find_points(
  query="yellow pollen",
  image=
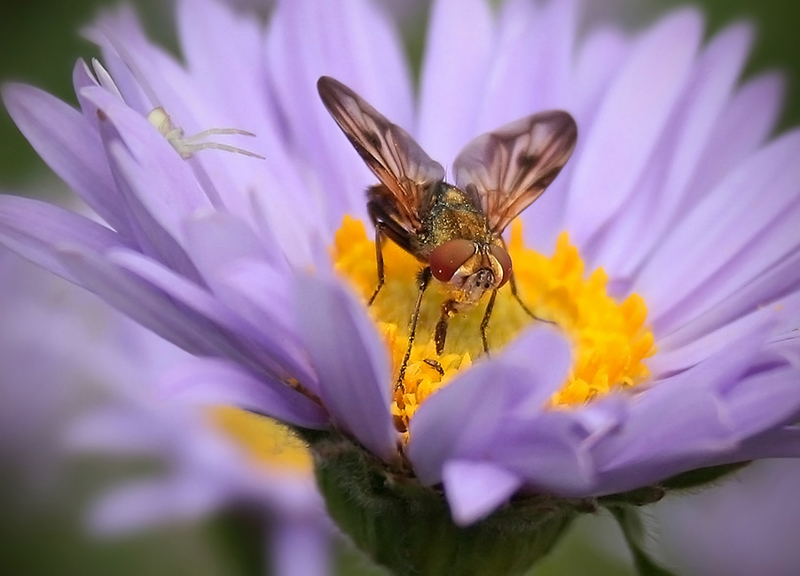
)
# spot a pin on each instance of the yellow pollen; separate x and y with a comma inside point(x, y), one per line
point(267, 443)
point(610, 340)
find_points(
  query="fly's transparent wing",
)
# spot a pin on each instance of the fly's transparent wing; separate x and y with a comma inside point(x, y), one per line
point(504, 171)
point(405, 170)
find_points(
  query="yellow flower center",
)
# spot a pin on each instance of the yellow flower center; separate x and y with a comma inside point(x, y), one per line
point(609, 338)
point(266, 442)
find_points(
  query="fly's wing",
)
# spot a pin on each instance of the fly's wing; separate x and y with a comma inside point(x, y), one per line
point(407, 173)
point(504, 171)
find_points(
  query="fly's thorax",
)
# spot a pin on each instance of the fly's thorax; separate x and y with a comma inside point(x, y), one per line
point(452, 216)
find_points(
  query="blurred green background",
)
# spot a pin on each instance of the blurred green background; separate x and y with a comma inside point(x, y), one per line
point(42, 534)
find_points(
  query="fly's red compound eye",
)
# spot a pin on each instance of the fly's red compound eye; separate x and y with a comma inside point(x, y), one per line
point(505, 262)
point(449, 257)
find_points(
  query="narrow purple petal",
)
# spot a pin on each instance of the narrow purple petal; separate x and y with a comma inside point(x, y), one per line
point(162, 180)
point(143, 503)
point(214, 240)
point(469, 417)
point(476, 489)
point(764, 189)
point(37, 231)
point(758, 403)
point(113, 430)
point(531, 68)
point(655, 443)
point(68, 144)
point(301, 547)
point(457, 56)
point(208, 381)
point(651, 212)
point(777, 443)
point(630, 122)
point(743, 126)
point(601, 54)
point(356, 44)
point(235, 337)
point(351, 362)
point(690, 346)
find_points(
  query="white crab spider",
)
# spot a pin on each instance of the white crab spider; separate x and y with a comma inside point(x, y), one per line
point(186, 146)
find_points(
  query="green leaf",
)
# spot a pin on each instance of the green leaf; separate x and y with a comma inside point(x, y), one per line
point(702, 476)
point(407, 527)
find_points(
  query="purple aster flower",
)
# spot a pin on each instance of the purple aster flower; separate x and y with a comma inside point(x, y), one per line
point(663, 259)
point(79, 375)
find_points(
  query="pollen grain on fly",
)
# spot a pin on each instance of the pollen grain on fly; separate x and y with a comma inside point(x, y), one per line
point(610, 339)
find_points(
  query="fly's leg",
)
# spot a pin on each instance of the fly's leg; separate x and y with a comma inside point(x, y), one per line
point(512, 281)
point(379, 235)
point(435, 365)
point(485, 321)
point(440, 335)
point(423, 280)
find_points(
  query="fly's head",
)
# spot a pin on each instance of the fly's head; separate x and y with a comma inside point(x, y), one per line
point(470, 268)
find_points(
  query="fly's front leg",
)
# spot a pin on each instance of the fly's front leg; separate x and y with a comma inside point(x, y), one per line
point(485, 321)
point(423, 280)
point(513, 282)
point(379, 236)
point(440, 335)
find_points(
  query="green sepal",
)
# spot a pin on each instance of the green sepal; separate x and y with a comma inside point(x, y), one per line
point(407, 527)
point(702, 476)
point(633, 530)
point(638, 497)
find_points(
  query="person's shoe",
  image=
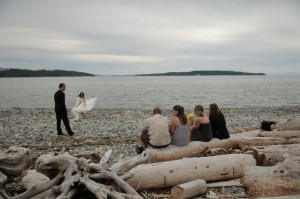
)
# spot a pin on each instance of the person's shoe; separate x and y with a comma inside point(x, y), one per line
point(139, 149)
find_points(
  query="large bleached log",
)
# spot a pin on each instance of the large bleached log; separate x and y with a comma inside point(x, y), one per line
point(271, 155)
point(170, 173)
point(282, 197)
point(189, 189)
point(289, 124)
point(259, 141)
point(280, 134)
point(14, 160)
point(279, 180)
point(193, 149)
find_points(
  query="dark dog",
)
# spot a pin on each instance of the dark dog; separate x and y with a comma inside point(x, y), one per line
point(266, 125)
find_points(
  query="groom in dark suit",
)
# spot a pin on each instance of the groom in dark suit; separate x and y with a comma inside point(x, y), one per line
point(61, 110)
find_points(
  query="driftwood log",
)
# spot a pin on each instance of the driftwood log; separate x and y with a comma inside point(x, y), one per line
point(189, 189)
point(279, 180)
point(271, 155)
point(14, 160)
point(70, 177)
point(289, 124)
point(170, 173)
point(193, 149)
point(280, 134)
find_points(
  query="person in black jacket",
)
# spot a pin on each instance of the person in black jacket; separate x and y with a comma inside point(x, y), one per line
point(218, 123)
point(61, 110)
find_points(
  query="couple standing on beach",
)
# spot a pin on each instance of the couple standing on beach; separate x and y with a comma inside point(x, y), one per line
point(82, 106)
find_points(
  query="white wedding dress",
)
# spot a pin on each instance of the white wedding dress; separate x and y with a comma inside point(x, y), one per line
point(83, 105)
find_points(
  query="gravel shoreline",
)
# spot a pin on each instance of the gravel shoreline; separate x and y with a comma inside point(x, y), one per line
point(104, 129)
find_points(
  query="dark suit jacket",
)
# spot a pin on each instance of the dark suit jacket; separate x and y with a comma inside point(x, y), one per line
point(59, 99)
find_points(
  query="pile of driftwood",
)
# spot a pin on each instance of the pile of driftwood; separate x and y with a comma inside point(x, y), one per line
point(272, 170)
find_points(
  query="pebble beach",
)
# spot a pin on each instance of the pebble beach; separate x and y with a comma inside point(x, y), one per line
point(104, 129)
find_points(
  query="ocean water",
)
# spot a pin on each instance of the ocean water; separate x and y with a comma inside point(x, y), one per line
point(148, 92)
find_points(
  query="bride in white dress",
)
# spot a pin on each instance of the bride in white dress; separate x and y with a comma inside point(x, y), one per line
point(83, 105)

# # #

▸ Required action: For each line above, output its wording exactly and leave out any picture.

▸ Task answer:
find_points(
  query="yellow pollen",
  image=
)
# spot a pin on each instance of the yellow pollen; separate x and y with a comma inside point(x, y), one per line
point(267, 443)
point(610, 340)
find_points(
  query="fly's transparent wing",
)
# spot a pin on each instance of the fly's transparent wing; separate x and y with a comma inside point(x, y), one per line
point(504, 171)
point(405, 170)
find_points(
  query="yellow flower center",
)
# spot a pin on each instance of the yellow flower center; separate x and y with a comma inside point(x, y), one per line
point(609, 338)
point(266, 442)
find_points(
  query="fly's wing",
)
# spot a pin on each instance of the fly's wing; separate x and y with a comma inside point(x, y), one per line
point(407, 173)
point(504, 171)
find_points(
  query="fly's thorax",
)
# spot a pin on each instance of the fly's thorax; separate x and y with a comma inside point(x, y), one per line
point(452, 216)
find_points(
  query="blurred green background",
)
# spot a pin on each instance of the blurred green background; separate x and y with a comma inside point(x, y), one per line
point(42, 534)
find_points(
  query="fly's red compound eye",
)
# spot a pin on each instance of the fly's red compound eye; separate x and y with a comma inside point(x, y), one per line
point(505, 262)
point(449, 257)
find_points(
  query="narrow purple petal",
)
# spot a pin on each instance of the narrow purple petal; separate x and y with a comma inside point(x, y), one per line
point(162, 180)
point(143, 503)
point(214, 240)
point(469, 417)
point(476, 489)
point(764, 189)
point(37, 231)
point(758, 403)
point(113, 430)
point(531, 68)
point(655, 443)
point(68, 144)
point(301, 547)
point(457, 56)
point(208, 381)
point(651, 212)
point(777, 443)
point(630, 122)
point(743, 126)
point(601, 54)
point(356, 44)
point(235, 337)
point(351, 362)
point(690, 346)
find_points(
  query="white crab spider",
)
# spot a pin on each instance of the white crab spider; separate x and y with a comma inside point(x, y), one per line
point(186, 146)
find_points(
  query="green leaf",
)
# spot a pin on each instance of the green leaf; separate x and y with a comma inside point(x, y), one per line
point(702, 476)
point(407, 527)
find_points(
  query="purple aster flower",
)
# spot a pin on each instance of the purple aster flower; separate x and y with a comma inside point(x, y), one per line
point(663, 259)
point(79, 375)
find_points(
  query="pollen grain on fly",
)
# spot a pin on each instance of the pollen grain on fly; separate x and y with a comma inside point(x, y), one per line
point(610, 339)
find_points(
  query="fly's leg",
)
# spot a pin on each instance of the fly's leg; separate x and y with a comma inside point(x, y), one per line
point(512, 281)
point(379, 235)
point(435, 365)
point(485, 321)
point(440, 335)
point(423, 280)
find_points(
  query="fly's head",
)
# spot a pin on each instance of the fly's head; separate x and y with a comma inside point(x, y), one per line
point(470, 268)
find_points(
  query="fly's front leg",
)
# spot a pin on each instance of the fly's front leg; separate x and y with a comma inside point(x, y), one per line
point(485, 321)
point(423, 280)
point(513, 282)
point(379, 236)
point(440, 335)
find_points(
  query="green sepal",
)
# spot a pin on each instance of the green sepal; separate x and y with a comma inside point(x, y), one per line
point(407, 527)
point(702, 476)
point(633, 530)
point(638, 497)
find_points(
  query="person's shoe",
  image=
)
# spot a pin on each instance of the person's shoe; separate x and y with a comma inside point(x, y), one per line
point(139, 149)
find_points(
  query="large bleached log",
)
# spot a pin on each instance of the large bleached log; separate x and y with a comma inside point(x, y), one per line
point(271, 155)
point(170, 173)
point(282, 197)
point(189, 189)
point(289, 124)
point(259, 141)
point(280, 134)
point(14, 160)
point(279, 180)
point(193, 149)
find_points(
  query="dark dog",
)
# spot a pin on each instance of the dark dog; separate x and y with a comma inside point(x, y), one per line
point(266, 125)
find_points(
  query="groom in dark suit",
)
# spot a pin on each instance of the groom in dark suit; separate x and y with a comma inside point(x, y), one per line
point(61, 110)
find_points(
  query="driftwood log",
)
# spot a pin on each instance of the driftwood log; separate x and y with a comma inside point(x, y), one per line
point(189, 189)
point(279, 180)
point(271, 155)
point(14, 160)
point(70, 177)
point(289, 124)
point(170, 173)
point(193, 149)
point(280, 134)
find_points(
  query="person in black jacket",
)
# spot a pin on each instance of the person in black jacket; separate x and y with a comma inside point(x, y), one per line
point(218, 123)
point(61, 110)
find_points(
  query="couple standing on beach",
)
# spot a pin on each instance of the couple standing on beach; separate x and y with a comma inside point(x, y), one per line
point(82, 106)
find_points(
  query="white wedding dress",
)
# spot a pin on each instance of the white wedding dress; separate x and y with a comma inside point(x, y), one per line
point(83, 105)
find_points(
  query="gravel shoreline",
)
# spot a pin on each instance of the gravel shoreline; separate x and y with a comma inside point(x, y), one per line
point(104, 129)
find_points(
  query="dark suit jacket",
)
# spot a pin on each instance of the dark suit jacket; separate x and y with a comma inside point(x, y), one per line
point(59, 99)
find_points(
  query="pile of driftwood",
)
# spot a pin on each instance of the pile of driftwood; separate x and y with a comma inside point(x, y), one per line
point(272, 170)
find_points(
  query="pebble beach",
)
# spot a pin on each instance of the pebble beach; separate x and y with a comma inside point(x, y), one per line
point(104, 129)
find_points(
  query="ocean water",
)
# spot a pin on each instance of the ocean water; separate x and y with a comma inside point(x, y), one per line
point(148, 92)
find_points(
  query="bride in white dress",
)
# spot a pin on each instance of the bride in white dress; separate x and y with a comma inside point(x, y), one per line
point(83, 105)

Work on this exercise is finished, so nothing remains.